The problem — Please find every line in the records below that contains the word "search", and copy it.

Exercise data —
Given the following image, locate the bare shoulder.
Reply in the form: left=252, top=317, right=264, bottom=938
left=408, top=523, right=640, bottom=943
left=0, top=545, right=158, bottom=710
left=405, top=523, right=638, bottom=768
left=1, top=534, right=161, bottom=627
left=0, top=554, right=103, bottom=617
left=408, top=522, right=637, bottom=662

...

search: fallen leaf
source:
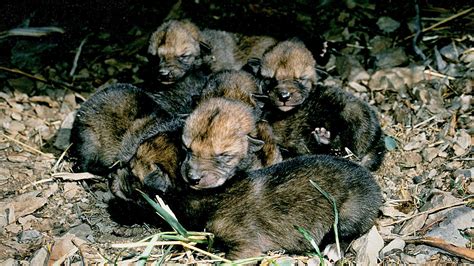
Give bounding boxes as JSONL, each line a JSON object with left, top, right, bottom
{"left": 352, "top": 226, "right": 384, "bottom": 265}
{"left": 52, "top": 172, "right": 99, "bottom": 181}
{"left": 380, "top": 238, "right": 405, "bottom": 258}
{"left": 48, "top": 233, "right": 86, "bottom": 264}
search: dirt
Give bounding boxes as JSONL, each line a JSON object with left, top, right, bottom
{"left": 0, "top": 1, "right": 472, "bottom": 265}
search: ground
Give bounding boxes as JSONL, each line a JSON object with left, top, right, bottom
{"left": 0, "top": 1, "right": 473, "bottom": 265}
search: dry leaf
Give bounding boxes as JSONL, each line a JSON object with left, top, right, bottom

Expected output —
search: fallen leaf
search: dirt
search: ground
search: dry leaf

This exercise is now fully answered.